:: Short problem ::
Return, exactly, the line that contains "Question. Identify every instance of the wooden cutting" together with all lines after it to the end of the entries, and no further lines.

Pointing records
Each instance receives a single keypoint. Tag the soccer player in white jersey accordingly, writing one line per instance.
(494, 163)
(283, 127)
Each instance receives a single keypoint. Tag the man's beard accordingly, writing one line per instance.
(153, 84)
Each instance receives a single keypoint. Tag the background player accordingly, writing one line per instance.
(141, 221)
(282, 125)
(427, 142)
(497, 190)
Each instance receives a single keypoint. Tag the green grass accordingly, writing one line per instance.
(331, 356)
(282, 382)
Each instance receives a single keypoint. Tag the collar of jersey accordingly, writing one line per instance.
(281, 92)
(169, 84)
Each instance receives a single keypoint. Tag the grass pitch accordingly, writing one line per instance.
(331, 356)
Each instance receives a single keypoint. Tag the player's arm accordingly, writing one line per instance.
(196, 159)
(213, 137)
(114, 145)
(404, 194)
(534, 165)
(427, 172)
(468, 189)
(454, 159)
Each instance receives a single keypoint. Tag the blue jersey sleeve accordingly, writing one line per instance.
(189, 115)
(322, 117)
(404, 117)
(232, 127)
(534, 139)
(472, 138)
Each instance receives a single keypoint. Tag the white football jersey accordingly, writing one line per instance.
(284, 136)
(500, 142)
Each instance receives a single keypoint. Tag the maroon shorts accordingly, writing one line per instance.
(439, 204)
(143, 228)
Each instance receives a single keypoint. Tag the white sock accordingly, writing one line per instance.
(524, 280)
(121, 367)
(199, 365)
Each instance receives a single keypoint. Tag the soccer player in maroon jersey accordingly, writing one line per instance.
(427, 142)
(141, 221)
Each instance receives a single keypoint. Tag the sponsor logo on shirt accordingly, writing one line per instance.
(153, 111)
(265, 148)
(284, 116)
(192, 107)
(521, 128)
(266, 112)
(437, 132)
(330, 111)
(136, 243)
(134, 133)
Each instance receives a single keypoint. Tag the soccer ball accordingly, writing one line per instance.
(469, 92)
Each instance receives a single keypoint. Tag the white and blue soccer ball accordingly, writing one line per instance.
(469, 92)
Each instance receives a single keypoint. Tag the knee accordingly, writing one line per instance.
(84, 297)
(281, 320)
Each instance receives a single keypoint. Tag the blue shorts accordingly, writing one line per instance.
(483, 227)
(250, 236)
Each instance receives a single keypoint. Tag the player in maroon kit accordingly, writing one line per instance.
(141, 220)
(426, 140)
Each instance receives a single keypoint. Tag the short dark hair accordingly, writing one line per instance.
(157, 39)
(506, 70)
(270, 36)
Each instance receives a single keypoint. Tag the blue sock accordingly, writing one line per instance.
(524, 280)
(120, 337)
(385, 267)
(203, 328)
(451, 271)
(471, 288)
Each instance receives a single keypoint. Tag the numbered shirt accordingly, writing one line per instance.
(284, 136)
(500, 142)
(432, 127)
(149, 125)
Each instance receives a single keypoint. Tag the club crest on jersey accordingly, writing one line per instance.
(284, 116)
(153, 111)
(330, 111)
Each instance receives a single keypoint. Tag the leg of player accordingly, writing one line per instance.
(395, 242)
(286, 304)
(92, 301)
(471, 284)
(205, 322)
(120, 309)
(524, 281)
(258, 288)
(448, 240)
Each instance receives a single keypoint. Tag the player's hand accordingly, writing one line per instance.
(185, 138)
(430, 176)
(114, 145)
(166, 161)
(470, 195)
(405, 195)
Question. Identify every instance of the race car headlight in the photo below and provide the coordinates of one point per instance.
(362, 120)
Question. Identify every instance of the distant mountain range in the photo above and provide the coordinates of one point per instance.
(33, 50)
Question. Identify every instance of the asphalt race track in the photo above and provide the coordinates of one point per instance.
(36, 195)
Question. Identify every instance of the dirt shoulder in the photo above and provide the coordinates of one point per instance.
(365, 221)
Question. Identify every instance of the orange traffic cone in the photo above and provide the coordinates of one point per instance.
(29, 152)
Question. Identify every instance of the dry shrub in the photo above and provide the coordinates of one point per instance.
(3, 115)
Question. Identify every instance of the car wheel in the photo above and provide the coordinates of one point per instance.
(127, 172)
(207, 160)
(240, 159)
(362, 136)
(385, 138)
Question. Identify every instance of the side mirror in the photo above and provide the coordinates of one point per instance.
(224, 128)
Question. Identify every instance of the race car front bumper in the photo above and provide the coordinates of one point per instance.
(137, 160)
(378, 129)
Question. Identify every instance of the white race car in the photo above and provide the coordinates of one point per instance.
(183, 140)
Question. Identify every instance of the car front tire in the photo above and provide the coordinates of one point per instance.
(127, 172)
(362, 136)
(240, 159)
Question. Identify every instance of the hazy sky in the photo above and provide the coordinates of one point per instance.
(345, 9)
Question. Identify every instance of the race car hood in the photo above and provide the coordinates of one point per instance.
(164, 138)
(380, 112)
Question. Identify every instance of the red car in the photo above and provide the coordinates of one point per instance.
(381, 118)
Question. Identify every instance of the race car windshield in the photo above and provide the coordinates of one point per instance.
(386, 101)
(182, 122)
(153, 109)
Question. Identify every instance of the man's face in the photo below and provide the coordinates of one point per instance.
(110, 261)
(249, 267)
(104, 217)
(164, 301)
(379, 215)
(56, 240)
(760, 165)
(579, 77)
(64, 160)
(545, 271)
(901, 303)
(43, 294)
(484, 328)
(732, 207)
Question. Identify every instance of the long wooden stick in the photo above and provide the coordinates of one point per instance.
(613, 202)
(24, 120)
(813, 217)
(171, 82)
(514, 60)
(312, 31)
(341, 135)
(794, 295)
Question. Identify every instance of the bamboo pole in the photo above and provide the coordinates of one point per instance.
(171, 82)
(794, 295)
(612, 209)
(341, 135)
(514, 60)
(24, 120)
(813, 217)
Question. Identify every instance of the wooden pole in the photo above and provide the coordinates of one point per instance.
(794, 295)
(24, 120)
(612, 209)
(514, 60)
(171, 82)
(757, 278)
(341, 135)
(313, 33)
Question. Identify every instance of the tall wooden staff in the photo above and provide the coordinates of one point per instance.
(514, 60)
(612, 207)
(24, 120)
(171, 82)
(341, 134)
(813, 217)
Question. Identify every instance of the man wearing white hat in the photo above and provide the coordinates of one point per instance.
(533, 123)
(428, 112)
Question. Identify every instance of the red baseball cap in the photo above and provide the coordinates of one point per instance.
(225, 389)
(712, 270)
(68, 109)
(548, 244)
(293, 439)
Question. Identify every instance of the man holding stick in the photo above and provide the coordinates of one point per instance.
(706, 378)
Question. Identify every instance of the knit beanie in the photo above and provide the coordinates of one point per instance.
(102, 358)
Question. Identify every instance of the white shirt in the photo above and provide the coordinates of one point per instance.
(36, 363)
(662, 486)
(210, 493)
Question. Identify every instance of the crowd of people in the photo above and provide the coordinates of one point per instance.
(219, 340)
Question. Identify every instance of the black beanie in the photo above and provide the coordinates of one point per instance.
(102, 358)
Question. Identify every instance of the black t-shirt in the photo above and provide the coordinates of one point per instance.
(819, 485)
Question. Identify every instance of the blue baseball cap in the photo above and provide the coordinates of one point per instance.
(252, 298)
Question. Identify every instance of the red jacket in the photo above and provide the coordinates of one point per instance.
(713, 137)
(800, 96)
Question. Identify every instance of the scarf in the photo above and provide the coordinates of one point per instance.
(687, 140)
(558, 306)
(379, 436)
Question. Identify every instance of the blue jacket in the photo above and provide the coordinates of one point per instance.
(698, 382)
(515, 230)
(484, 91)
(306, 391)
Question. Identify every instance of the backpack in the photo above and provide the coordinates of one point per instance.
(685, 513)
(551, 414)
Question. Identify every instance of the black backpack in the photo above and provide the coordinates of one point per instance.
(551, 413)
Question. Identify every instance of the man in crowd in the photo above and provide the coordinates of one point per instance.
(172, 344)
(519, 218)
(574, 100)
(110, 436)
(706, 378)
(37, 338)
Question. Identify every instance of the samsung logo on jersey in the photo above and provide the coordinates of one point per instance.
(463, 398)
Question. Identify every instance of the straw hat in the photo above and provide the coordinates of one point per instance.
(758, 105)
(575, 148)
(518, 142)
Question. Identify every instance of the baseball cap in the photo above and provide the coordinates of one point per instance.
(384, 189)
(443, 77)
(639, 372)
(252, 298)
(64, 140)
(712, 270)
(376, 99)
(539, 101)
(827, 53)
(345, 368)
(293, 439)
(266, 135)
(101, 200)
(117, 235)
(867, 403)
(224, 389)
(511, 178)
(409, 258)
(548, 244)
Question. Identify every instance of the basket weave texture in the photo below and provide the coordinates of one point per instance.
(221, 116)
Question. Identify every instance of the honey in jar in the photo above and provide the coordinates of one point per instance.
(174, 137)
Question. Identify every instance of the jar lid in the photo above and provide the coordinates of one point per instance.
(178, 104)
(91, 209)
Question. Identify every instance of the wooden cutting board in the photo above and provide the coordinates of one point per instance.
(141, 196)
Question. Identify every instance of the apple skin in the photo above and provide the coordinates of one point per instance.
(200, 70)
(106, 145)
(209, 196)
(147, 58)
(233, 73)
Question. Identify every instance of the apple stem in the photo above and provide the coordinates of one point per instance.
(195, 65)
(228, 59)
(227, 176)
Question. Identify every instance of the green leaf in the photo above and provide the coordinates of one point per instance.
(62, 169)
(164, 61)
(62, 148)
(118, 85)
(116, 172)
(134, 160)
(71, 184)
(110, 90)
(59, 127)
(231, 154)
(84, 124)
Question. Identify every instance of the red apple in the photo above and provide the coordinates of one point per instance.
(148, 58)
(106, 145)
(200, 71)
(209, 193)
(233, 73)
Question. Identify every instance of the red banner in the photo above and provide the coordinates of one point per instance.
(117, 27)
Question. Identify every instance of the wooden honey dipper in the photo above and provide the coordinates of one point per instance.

:: The output ::
Question. Identify every instance of the wooden cutting board in the photo above and provide the coordinates of one point per instance.
(141, 196)
Question. Identify every instance of the apple skin in the photo above and provide the coordinates of one point per instance.
(200, 70)
(106, 145)
(209, 196)
(147, 58)
(233, 73)
Question. Identify every instance of the apple stem in the photo above and provide the coordinates of one point per instance.
(195, 65)
(228, 59)
(227, 176)
Question. Identify every instance of the green leaf in the photo above and provide the coordinates of one point per instance.
(62, 169)
(164, 61)
(62, 148)
(118, 85)
(116, 172)
(134, 160)
(71, 184)
(110, 90)
(59, 127)
(231, 154)
(84, 124)
Question. Identify every instance of the red apple in the photo above and provide the coordinates of one point per instance.
(148, 58)
(106, 145)
(200, 71)
(209, 193)
(233, 73)
Question. Identify every instance of the red banner in the photo above and provide the coordinates of one point per instance.
(117, 27)
Question. Identify every instance of the wooden honey dipper in the photo above and provide the coordinates of one point per instance.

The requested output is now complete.